**Article**
———
Depuis la fin du XIXe siècle, des réglementations encadrent les dépenses des candidats aux élections, de telle sorte que la dépense par électeurs inscrits a drastiquement chuté depuis un siècle. Pour autant, le fonctionnement de la vie politique génère toujours des coûts de fonctionnement. Les données empiriques attestent notamment qu’il existe une corrélation forte entre les dépenses d’un candidat par rapport à ses concurrents et le pourcentage de voix obtenus lors d’une élection.

Ce « coût de la démocratie » est supporté par des dépenses publiques et des dépenses privées. Les dépenses privées, outre les dépenses personnelles des candidats aux élections, prennent la forme de dons aux partis et aux campagnes électorales. Les dépenses publiques sont soit des financements publics directs des partis soit des financements indirects, tels que les subventions des dons privés sous la forme de déductions fiscales et le remboursement des dépenses de campagne.

À partir d’une base de données sur le financement des campagnes et des partis, l’ouvrage, dans une perspective comparative, dresse un état des lieux des systèmes de financements des grands pays occidentaux. En 2016, le financement public de la démocratie par électeur était par exemple de 2,39 euros en Allemagne, 4,20 euros en Espagne, 2,32 euros en France et il était proche de zéro en Italie. L’auteure considère que dans l’ensemble des pays, et ce malgré la diversité des systèmes existants, le recul progressif du financement public conjugué à des réglementations lâches des financements privés conduisent à éloigner ces démocraties de leurs idéaux égalitaires.

Ces systèmes favorisent l’expression des préférences politiques des citoyens les plus riches. C’est pourquoi le but ultime du livre est de proposer des pistes de réformes.

2. Le financement privé de la démocratie

Les dons privés aux partis et aux campagnes électorales peuvent être effectués par des personnes physiques, mais également par des personnes morales (entreprises, syndicats, fondations). Ils font, selon les pays, l’objet de diverses réglementations qui déterminent non seulement qui a le droit de financer la vie démocratique, mais aussi dans quelle mesure. En France, jusqu’en 1988, les dons privés aux partis étaient impossibles.
———
**Données fournies**
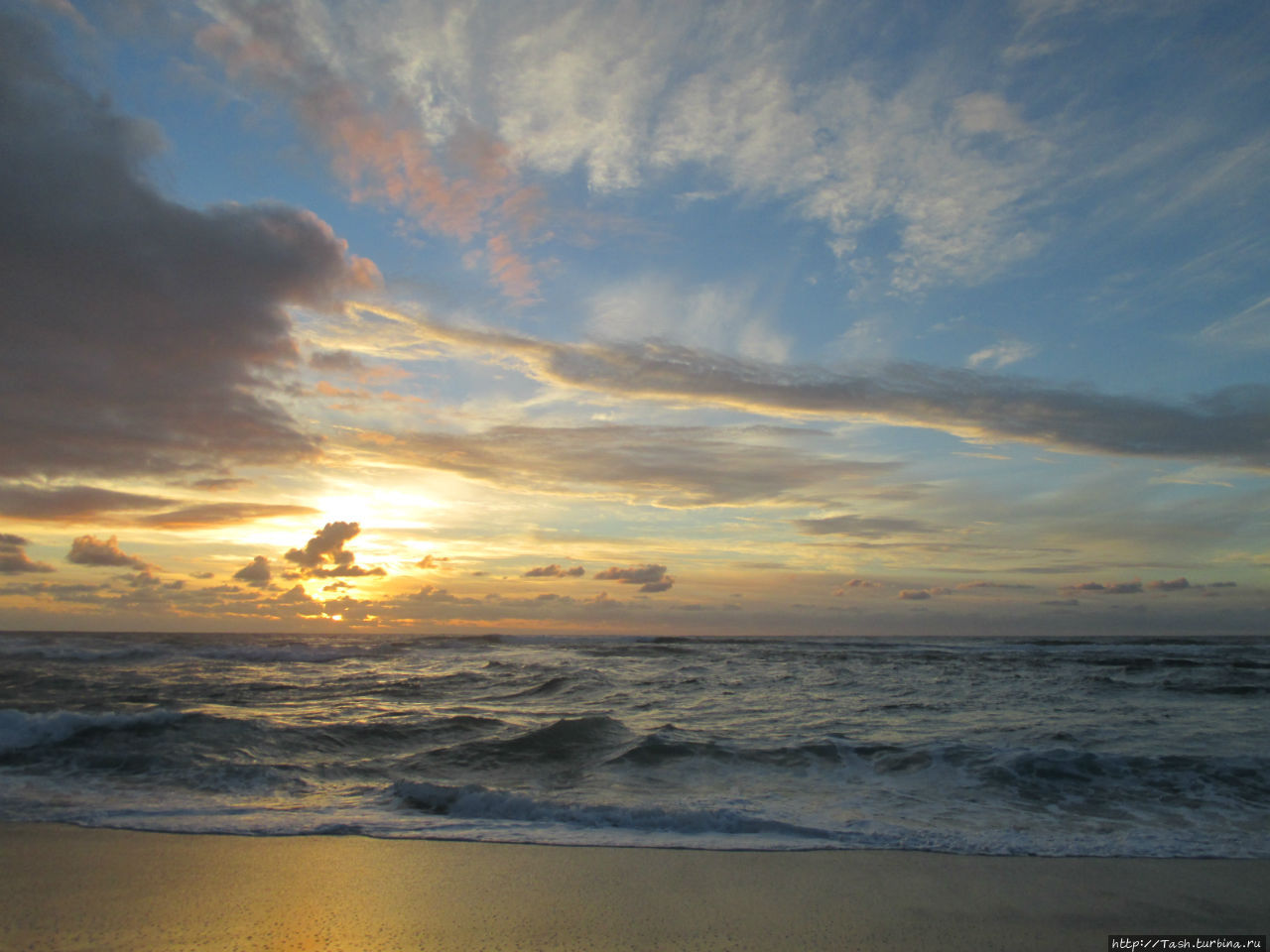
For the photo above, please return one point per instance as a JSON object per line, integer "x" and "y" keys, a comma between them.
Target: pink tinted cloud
{"x": 382, "y": 155}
———
**Exercice 1**
Relevez dans l'article sur le financement de la démocratie chaque pays pour lequel est indiqué le financement public par électeur en 2016, avec le montant correspondant.
**Exercice 2**
Reprenez l'article sur le financement de la démocratie à la suite de sa dernière phrase et poursuivez la rédaction.

**Réponse 1**
- Allemagne : 2,39 euros
- Espagne : 4,20 euros
- France : 2,32 euros
- Italie : proche de zéro

**Réponse 2**
Ces derniers se finançaient massivement via les cotisations des adhérents, le reversement d’indemnités des élus et, bien souvent, des sources occultes de revenus. Une loi de 1988 légalise le don aux partis et aux candidats. Mais les dons de la part des entreprises sont finalement interdits en 1995. Le montant total des dons qu’une personne physique peut effectuer est également plafonné. En Allemagne, à l’inverse du cas français, les entreprises ont le droit de financer massivement les partis.

Entre 2013 et 2016, en France, 300 000 dons aux partis ont été effectués chaque année pour un total de 100 millions d’euros. Concernant les dons à une campagne électorale, ils sont en France plafonnés à 4 600 euros par personne. Ainsi, au maximum, une même personne peut donner au cours d’une année électorale 4 600 euros à un candidat à l’élection présidentielle, le même montant pour les législatives, ainsi que les sénatoriales, et 7 500 euros à un parti, soit 21 300 euros.

À titre de comparaison les dons sont limités à 2 000 euros par an et par personne en Belgique tandis qu’ils sont illimités au Royaume-Uni.

3. Les problèmes du financement privé de la démocratie

Pour l’auteur, le principal problème du financement privé de la démocratie est qu’il favorise l’expression et la représentation des préférences politiques des citoyens les plus aisés.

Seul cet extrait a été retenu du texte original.